• _Text provided_:

#### Extract the links of techical reviews

In [None]:
from selenium.webdriver.common.by import By
from selenium.webdriver.support.ui import WebDriverWait
from selenium.webdriver.support import expected_conditions as EC
from selenium.webdriver import Firefox
import pandas as pd

filename = 'processors.txt'

# Read processor names from file
with open(filename, 'r') as file:
    processor_names = [line.strip() for line in file.readlines()]

driver = Firefox()
driver.maximize_window()

# Test search query
test_query = 'test query'
try:
    driver.get(f'https://www.google.com/search?q={test_query}')
    
    # Wait for search results to load
    WebDriverWait(driver, 10).until(EC.presence_of_element_located((By.CSS_SELECTOR, 'h3')))
    
    print("Google search test successful.")
except Exception as ex:
    print(f"Error during Google search test: {ex}")
    driver.quit()
    exit()

results = []

# Define websites to search
websites = {
    'tomshardware': 'site:tomshardware.com',
    'pcmag': 'site:pcmag.com'
}

for processor_name in processor_names:
    processor_name_cleaned = processor_name.replace(' ', '+')
    
    for site, site_keyword in websites.items():
        search_query = f'{processor_name_cleaned}+{site_keyword}+review'
        try:
            driver.get(f'https://www.google.com/search?q={search_query}')
            
            # Wait for search results to load
            WebDriverWait(driver, 10).until(EC.presence_of_element_located((By.CSS_SELECTOR, 'h3')))
            
            # Find the first search result link
            search_results = driver.find_elements(By.CSS_SELECTOR, 'h3')
            first_result = search_results[0]
            link = first_result.find_element(By.XPATH, './../../a').get_attribute('href')
            
            results.append({
                'Processor': processor_name,
                'Source': site,
                'URL': link
            })

• _To-do list_:
1. Say whether each statement below agrees with the processor review scraping code, answering yes or no and quoting the exact words from the code that decide it: (a) the processor names are read from a file named processors.txt; (b) the script waits up to 30 seconds for search results to load; (c) the script drives a Chrome browser.
2. Continue the processor review scraping code from its last line shown.
The records are not needed for any of this work.

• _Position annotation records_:
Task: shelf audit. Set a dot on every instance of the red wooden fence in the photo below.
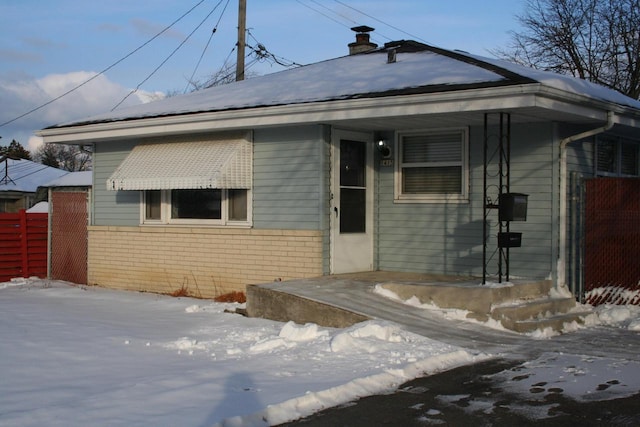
(23, 245)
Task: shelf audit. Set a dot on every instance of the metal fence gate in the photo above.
(612, 241)
(69, 219)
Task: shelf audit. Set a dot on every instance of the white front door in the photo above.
(352, 202)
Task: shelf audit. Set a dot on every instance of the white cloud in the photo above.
(20, 94)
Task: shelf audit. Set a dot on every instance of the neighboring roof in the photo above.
(26, 176)
(72, 179)
(418, 69)
(40, 207)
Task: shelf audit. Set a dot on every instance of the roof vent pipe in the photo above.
(362, 43)
(391, 56)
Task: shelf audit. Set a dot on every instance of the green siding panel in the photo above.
(119, 208)
(290, 184)
(446, 238)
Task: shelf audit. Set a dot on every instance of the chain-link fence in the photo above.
(69, 236)
(612, 240)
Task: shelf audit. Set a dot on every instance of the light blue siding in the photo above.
(119, 208)
(290, 178)
(446, 238)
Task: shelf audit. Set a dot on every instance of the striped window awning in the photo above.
(220, 164)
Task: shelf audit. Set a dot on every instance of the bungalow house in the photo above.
(399, 158)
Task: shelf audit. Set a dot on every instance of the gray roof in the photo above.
(418, 69)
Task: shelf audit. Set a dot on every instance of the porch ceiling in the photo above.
(475, 118)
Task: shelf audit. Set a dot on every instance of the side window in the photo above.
(617, 157)
(152, 205)
(432, 166)
(195, 206)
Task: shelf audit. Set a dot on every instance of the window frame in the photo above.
(463, 163)
(617, 143)
(166, 211)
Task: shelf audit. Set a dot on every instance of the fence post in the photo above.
(24, 242)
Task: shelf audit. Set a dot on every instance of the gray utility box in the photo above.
(509, 240)
(512, 207)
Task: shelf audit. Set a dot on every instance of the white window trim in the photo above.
(462, 197)
(165, 213)
(618, 141)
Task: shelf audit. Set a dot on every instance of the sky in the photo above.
(113, 50)
(85, 355)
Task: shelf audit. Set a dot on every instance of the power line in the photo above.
(339, 15)
(168, 57)
(103, 71)
(323, 14)
(380, 21)
(205, 48)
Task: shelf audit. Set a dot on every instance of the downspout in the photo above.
(562, 252)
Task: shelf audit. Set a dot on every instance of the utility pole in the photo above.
(242, 24)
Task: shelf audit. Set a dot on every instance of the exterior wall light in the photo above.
(384, 149)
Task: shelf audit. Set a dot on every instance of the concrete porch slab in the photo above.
(346, 299)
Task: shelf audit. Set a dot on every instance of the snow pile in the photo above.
(621, 316)
(620, 295)
(77, 356)
(447, 313)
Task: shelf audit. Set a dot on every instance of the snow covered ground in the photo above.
(77, 356)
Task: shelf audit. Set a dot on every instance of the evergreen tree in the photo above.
(15, 150)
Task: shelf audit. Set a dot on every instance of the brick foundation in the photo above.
(206, 262)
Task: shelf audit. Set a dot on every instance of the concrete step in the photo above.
(556, 322)
(533, 308)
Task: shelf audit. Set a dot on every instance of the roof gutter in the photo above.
(562, 255)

• _Answers to the tasks_:
1.
(a) Yes: "filename = 'processors.txt'"
(b) No: "WebDriverWait(driver, 10)"
(c) No: "driver = Firefox()"

2.
            
            print(f"Found {site} review for {processor_name}")
        except Exception as ex:
            print(f"Error processing {site} review for {processor_name}: {ex}")
    
# Save results to CSV
df = pd.DataFrame(results)
df.to_csv('processors_links.csv', index=False)

driver.quit()
print("Finished")


In [None]:
%pip install webdriver-manager


#### Extraction of techical reviews

In [None]:
import pandas as pd
from selenium import webdriver
from selenium.webdriver.common.by import By
from selenium.webdriver import Firefox
import time

# Initialize Selenium WebDriver for Firefox
driver = Firefox()
driver.maximize_window()

# Function to scrape content from tomshardware.com
def scrape_tomshardware(url):
    driver.get(url)
    time.sleep(15)  # Wait for the page to load completely
    main_content = driver.find_element(By.ID, 'article-body')
    # Extract the paragraphs that are not inside figure or aside tags and do not contain a tags
    paragraphs = main_content.find_elements(By.XPATH, './/p[not(ancestor::figure) and not(ancestor::aside) and not(descendant::a)]')
    # Join the text content of the paragraphs
    content = ' '.join([para.text for para in paragraphs])
    return content

# Function to scrape content from pcgamer.com
def scrape_pcmag(url):
    driver.get(url)
    time.sleep(5)  # Wait for the page to load completely
    content_container = driver.find_element(By.ID, 'article')  # Example CSS selector
    paragraphs = content_container.find_elements(By.TAG_NAME, 'p')
    content = ' '.join([para.text for para in paragraphs])
    return content

# Read input CSV file
input_csv = 'processors_links.csv'
df = pd.read_csv(input_csv)

# Prepare list to store results
results = []

# Iterate over each row in the DataFrame
for index, row in df.iterrows():
    processor = row['Processor']
    source = row['Source']
    url = row['URL']
    
    # Determine which scraping function to call based on the source
    if source == 'tomshardware':
        content = scrape_tomshardware(url)
    elif source == 'pcmag':
        content = scrape_pcmag(url)
    else:
        content = f"Scraping function not defined for source: {source}"
    
    results.append({'Processor': processor, 'Source': source, 'Content': content})

# Close the Selenium WebDriver
driver.quit()

# Create a new DataFrame with the results
results_df = pd.DataFrame(results)

# Save the results to a new CSV file
output_csv = 'scraped_processors.csv'
results_df.to_csv(output_csv, index=False)

print(f"Scraping completed. Data saved to {output_csv}")